_Kutipan Teks_.
====
Para Jawara Al-Qur’an pada Bulan Ramadhan

Para Jawara Al-Qur’an.-foto: net-

RADARLEBONG.BACAKORAN.CO - BULAN Bulan Ramadhan biasa disebut dengan bulan Al-Qur`an karena di dalamnya adalah momentum diturunkannya Al-Qur`an. Tidak mengherankan jika sejak masa Nabi hingga saat ini, ibadah yang khas di antaranya yang terdapat pada bulan ini adalah: tilawah dan tadarus Al-Qur`an.

Banyak sekali data melimpah mengenai interaksi umat Islam bersama Al-Qur`an khususnya di bulan Ramadhan. Secara global bisa disebutkan dalam ringkasan berikut. Untuk pengkhataman Al-Qur`an durasinya, ada yang setengah, satu, tiga, tujuh hari hingga satu bulan.

Dari sisi kuantitas pengkhataman, ada yang bisa mengkhatamkan satu kali, sepuluh, hingga enam puluh bahkan sembilan puluh kali. Adapun dari sisi kualitas, maksudnya dari paradigma bacaan yang disertai tadabbur itu kalau dilihat dari durasi waktunya berbeda dengan yang sekadar membaca.

Data yang akan diungkap pertama secara global adalah berasal dari kitab “Lathā`ifu al-Ma’ārif” karya Al-Hafidz Ibnu Rajab Al-Hanbali. Diceritakan bahwa para salafush-shālih ada yang mengkhatamkan Al-Qur`an dalam bulan Ramadhan setiap tiga hari sekali. Ada juga yang seminggu sekali. Contohnya adalah Qatadah di luar Ramadhan. Adapun di dalam Ramadhan beliau khatam hari sekali, sedangkan pada 10 terakhir, beliau khatam tiap malam sekali.

Misal lainya: Abu Raja Al-Atharidi (dalam sepuluh hari sekali). Contoh lain: Al-Aswad (tiap dua malam sekali). An-Nakha’i mengkhatamkan tiap dua malam sekali pada sepuluh terakhir bulan Ramadhan. Adapun 20 hari pertama tiap tiga hari sekali. Mereka membaca Al-Qur`an pada saat shalat dan di luar shalat. Sehingga tidak mengherankan jika nanti terdapat jumlah yang sangat mencengangkan dalam mengkhatamkan Al-Qur`an pada bulan Ramadhan.

Imam Syafi’i Rahimahullah biasanya dalam bulan Ramadhan bisa mengkhatamkan Al-Qur`an sebanyak 60 kali yang kebanyakan dibaca dalam shalatnya. Data ini bisa dibaca juga dalam buku “Hilyah al-Auliyā” karya Abu Nu’aim Al-Ashbahani. Imam Ahmad bin Hanbal, sebagaimana penuturan anaknya yang bernama Abdullah, terbiasa mengkhatamkan Al-Qur`an seminggu sekali.
====
_Tugas dan Latihan_.
a: Bisakah Anda mengubah paragraf yang diawali "Misal lainya: Abu Raja Al-Atharidi" dalam artikel tentang Al-Qur`an di bulan Ramadhan menjadi daftar berpoin singkat yang tetap memuat fakta utamanya?
b: Bisakah Anda mencetak ulang, tanpa perubahan apa pun, bagian artikel tentang Al-Qur`an di bulan Ramadhan yang dibuka dengan kata-kata berisi "Data yang akan" dan ditutup dengan "pada bulan Ramadhan."?
Gunakan artikel ini saja sebagai sumber, tanpa informasi dari luar.

_Cuplikan Data_.
====
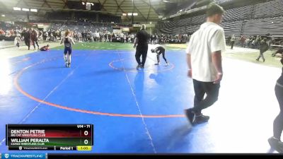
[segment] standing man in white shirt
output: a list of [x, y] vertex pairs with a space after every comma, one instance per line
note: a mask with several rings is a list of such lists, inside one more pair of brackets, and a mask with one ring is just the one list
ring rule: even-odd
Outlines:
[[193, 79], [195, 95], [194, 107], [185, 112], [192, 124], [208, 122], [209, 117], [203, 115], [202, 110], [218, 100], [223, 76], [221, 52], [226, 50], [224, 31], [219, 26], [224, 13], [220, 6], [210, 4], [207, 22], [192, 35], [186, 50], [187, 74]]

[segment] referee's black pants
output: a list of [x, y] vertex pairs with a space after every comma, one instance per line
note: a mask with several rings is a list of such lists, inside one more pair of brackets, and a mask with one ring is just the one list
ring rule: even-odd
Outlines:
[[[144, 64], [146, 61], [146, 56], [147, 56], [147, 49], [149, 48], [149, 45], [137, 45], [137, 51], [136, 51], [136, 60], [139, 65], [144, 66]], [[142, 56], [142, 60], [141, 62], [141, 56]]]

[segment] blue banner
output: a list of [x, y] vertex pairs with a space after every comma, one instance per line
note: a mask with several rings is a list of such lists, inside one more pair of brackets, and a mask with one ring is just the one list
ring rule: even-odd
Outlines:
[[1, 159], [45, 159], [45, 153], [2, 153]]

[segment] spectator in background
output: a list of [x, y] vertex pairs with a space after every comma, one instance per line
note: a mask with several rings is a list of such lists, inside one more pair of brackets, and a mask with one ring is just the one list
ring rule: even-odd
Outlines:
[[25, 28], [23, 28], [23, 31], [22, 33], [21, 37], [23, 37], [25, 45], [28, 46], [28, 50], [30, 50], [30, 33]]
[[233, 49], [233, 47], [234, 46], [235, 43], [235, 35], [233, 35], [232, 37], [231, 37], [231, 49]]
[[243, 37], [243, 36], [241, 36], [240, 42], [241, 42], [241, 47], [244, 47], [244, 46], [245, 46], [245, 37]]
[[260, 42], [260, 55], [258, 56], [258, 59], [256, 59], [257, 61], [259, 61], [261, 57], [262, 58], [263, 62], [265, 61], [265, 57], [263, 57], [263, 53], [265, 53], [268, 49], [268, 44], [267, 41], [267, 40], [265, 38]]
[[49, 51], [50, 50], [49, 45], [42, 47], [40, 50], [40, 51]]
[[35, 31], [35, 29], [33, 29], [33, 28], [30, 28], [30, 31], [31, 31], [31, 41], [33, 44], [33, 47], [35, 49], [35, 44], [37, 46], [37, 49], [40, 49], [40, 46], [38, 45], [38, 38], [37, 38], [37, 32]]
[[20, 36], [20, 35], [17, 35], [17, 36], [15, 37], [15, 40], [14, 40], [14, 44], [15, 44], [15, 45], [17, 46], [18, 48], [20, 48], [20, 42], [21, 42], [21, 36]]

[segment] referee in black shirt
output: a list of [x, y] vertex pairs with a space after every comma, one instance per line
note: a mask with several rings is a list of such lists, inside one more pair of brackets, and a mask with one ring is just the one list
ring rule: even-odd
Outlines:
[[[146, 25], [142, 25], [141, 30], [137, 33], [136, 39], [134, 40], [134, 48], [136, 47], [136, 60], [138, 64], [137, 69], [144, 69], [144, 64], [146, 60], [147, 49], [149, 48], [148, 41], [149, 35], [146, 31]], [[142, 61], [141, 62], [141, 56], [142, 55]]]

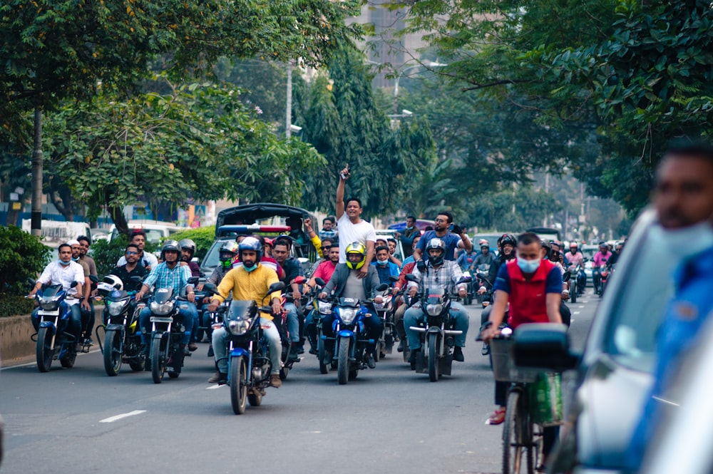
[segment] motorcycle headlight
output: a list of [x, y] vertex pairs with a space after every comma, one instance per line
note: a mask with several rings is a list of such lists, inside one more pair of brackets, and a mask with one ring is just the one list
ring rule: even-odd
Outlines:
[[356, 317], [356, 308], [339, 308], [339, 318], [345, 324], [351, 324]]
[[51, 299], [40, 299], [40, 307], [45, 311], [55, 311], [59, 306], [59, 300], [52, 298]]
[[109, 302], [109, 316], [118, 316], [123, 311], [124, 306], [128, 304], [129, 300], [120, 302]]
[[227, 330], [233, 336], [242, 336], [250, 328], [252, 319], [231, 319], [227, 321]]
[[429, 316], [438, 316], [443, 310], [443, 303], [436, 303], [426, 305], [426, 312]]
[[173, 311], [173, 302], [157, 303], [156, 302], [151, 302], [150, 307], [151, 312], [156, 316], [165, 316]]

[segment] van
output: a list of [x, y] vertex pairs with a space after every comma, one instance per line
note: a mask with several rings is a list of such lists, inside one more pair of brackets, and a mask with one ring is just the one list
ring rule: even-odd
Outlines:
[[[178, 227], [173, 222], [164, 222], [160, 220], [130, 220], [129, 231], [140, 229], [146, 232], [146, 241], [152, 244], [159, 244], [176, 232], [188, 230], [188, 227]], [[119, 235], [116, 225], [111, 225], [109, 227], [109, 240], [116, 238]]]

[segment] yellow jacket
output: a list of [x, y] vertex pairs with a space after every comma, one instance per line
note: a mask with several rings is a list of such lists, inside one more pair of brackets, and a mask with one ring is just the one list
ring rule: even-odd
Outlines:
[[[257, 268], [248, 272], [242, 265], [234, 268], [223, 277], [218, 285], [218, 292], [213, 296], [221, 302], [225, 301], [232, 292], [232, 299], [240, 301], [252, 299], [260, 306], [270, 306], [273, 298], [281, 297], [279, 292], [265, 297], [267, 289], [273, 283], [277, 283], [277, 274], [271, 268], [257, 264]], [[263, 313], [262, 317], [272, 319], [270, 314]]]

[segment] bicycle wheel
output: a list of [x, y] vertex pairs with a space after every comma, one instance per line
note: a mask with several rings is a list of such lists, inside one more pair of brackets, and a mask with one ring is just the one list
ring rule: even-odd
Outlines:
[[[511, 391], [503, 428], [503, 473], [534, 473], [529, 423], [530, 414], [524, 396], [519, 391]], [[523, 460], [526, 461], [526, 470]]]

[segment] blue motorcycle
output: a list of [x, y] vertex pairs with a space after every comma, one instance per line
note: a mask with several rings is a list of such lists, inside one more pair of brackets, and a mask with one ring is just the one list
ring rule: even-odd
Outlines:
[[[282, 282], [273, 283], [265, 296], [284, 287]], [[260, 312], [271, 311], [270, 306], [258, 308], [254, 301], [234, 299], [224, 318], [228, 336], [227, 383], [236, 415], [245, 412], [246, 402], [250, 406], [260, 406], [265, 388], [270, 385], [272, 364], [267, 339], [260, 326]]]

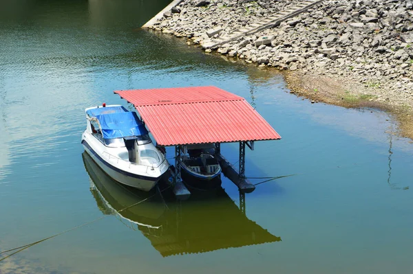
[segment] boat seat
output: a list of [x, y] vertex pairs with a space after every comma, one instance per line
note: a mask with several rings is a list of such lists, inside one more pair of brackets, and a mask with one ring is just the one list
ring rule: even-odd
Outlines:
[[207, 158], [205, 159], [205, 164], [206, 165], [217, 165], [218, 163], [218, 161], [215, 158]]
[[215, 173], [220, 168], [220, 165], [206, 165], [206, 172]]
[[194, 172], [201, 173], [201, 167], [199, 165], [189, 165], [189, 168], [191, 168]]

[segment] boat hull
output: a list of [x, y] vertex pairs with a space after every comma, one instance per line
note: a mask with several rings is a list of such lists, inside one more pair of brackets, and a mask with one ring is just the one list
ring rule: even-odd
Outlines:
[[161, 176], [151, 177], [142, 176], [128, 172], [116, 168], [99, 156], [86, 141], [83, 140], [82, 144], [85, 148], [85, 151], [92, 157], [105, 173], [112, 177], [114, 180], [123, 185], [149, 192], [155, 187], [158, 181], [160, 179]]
====
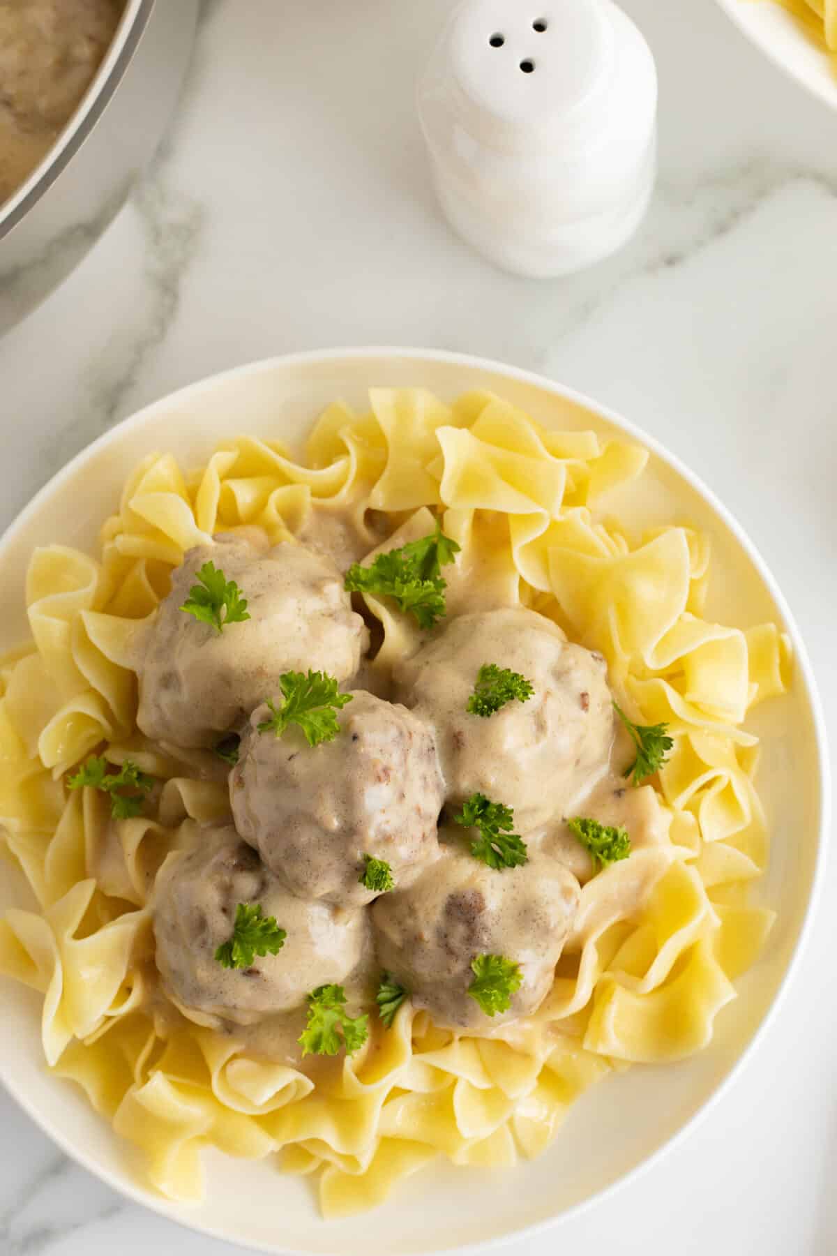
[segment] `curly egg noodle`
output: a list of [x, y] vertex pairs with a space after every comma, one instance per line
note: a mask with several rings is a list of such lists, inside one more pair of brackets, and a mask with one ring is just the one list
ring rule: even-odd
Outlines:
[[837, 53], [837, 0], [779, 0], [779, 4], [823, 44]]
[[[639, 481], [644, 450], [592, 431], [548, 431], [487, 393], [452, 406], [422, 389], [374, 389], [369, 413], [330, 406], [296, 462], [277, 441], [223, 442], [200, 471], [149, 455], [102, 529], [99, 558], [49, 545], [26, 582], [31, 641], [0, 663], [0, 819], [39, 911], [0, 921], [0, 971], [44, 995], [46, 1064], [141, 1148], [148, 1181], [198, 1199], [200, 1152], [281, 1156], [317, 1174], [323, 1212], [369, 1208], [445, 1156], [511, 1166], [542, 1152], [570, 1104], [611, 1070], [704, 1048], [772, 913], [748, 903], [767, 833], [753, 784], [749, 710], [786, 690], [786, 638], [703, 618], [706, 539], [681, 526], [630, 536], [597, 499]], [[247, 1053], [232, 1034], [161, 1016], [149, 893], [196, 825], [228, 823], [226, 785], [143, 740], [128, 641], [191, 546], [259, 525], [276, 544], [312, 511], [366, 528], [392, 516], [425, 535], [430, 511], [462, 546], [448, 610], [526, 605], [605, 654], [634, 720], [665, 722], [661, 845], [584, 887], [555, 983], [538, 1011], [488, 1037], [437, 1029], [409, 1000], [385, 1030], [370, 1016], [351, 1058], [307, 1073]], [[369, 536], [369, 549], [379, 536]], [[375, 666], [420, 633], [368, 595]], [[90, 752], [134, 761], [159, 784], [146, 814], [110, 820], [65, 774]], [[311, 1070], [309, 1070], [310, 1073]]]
====
_Jawaban Tugas_.
a:
- Abu Raja Al-Atharidi mengkhatamkan Al-Qur`an sepuluh hari sekali.
- Al-Aswad mengkhatamkan Al-Qur`an tiap dua malam sekali.
- An-Nakha'i mengkhatamkan Al-Qur`an tiap tiga hari sekali pada 20 hari pertama Ramadhan dan tiap dua malam sekali pada sepuluh hari terakhir.
- Mereka membaca Al-Qur`an di dalam maupun di luar shalat, sehingga jumlah khatam mereka pada bulan Ramadhan bisa sangat mencengangkan.

b:
Data yang akan diungkap pertama secara global adalah berasal dari kitab “Lathā`ifu al-Ma’ārif” karya Al-Hafidz Ibnu Rajab Al-Hanbali. Diceritakan bahwa para salafush-shālih ada yang mengkhatamkan Al-Qur`an dalam bulan Ramadhan setiap tiga hari sekali. Ada juga yang seminggu sekali. Contohnya adalah Qatadah di luar Ramadhan. Adapun di dalam Ramadhan beliau khatam hari sekali, sedangkan pada 10 terakhir, beliau khatam tiap malam sekali.

Misal lainya: Abu Raja Al-Atharidi (dalam sepuluh hari sekali). Contoh lain: Al-Aswad (tiap dua malam sekali). An-Nakha’i mengkhatamkan tiap dua malam sekali pada sepuluh terakhir bulan Ramadhan. Adapun 20 hari pertama tiap tiga hari sekali. Mereka membaca Al-Qur`an pada saat shalat dan di luar shalat. Sehingga tidak mengherankan jika nanti terdapat jumlah yang sangat mencengangkan dalam mengkhatamkan Al-Qur`an pada bulan Ramadhan.